[Quoted passage]

In his message for the World Day of Prayer for Peace, Pope Francis invites us to reflect the contribution that Artificial Intelligence can make to the well-being of humanity and to world peace. It is something that we could very easily take for granted, because we use it all the time. During the recent pandemic, artificial intelligence helped us to identify the virus, to track its progress and to develop a response in the form of various vaccines. At a more basic level it helped us to stay in touch, and to work and pray together, rather than become isolated and self-focused. When it is well used Artificial Intelligence and its associated technology can help us to understand one another better. Nations can work together to identify and respond more effectively to the many things which undermine peace; things as diverse as climate change, poverty, disease, the refugee crisis, famine or natural disaster.

Francis reminds us, however, that the goodness of artificial intelligence, like any kind of power, depends on the goodness and integrity of those who use it. I think many of us have become more aware, especially since the COVID 19 pandemic, that artificial intelligence is regularly used to fabricate and communicate fake news. We have seen very recently, in our own society, how fake news, combined with institutional failures, has been used very effectively to create suspicion and mistrust and to provoke racism.

Most of us these days carry mobile phones which are many times more powerful than the computer which landed the first people on the moon just over fifty years ago. People of my generation have had to adjust to the rapid development of technology. It is possibly lass dramatic for those of you who are younger. For many of you, it would be almost unthinkable not to have this technology at your finger-tips. Yet, I think, some of you have experienced it as a mixed blessing. You have seen how it can rob you of your privacy and how it can sometimes be used as a tool by bullies who hide behind the keyboard and the screen. I think the message is, if you truly want to be peace-makers, use artificial intelligence wisely and respectfully and don’t allow it to make your decisions for you.

[Entries supplied]
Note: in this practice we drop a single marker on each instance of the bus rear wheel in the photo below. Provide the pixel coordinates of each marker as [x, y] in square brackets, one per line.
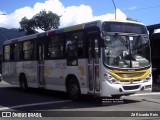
[73, 89]
[23, 83]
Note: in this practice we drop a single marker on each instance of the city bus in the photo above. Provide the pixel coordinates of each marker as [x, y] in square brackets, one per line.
[99, 58]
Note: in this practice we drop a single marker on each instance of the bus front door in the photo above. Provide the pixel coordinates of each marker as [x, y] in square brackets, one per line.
[41, 80]
[93, 64]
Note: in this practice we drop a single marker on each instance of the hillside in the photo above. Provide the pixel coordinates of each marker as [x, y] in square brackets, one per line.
[6, 34]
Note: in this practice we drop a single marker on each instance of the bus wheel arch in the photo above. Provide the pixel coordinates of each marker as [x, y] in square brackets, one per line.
[73, 87]
[23, 82]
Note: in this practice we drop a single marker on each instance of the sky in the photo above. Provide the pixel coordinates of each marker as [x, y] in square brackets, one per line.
[79, 11]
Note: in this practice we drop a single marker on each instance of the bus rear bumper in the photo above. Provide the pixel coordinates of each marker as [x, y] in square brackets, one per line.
[127, 89]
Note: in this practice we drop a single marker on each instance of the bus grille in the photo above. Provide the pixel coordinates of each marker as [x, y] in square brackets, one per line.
[129, 75]
[130, 87]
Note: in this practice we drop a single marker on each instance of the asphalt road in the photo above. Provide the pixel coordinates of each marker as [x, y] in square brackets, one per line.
[58, 105]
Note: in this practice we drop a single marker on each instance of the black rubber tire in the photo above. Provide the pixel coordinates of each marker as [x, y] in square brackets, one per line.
[73, 89]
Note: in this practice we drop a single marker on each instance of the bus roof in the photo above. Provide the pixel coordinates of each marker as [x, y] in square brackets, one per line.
[67, 29]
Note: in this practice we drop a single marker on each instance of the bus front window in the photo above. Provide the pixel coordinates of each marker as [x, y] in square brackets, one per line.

[Assignment 1] List every threat to peace that the reflection on artificial intelligence and peace names as something nations can work together to address.
[Assignment 2] Extend the reflection on artificial intelligence and peace from its final sentence, keeping its voice.

[Exercise response 1]
- climate change
- poverty
- disease
- the refugee crisis
- famine
- natural disaster

[Exercise response 2]
On this question, Pope Francis has the following to say to all who are involved in the world of education:

“Education in the use of forms of artificial intelligence should aim above all at promoting critical thinking. Users of all ages, but especially the young, need to develop a discerning approach to the use of data and content collected on the web or produced by artificial intelligence systems. Schools, universities and scientific societies are challenged to help students and professionals to grasp the social and ethical aspects of the development and uses of technology.”

It fascinates me how Artificial intelligence allows us to track the flights of aircraft from one side of the world to the other, to know their altitude and speed, and to predict accurately how long it will be before they land. Unfortunately the same kind of technology allows us to identify and to target people hundreds of miles away and to land high explosives within a few metres of them. It does not, however, seem to help us to reflect morally on the implications of our actions. In his Message for today’s World Day of Prayer for Peace, Pope Francis writes:

“The ability to conduct military operations through remote control systems has led to a lessened perception of the devastation caused by those weapon systems and the burden of responsibility for their use, resulting in an even more cold and detached approach to the immense tragedy of war.”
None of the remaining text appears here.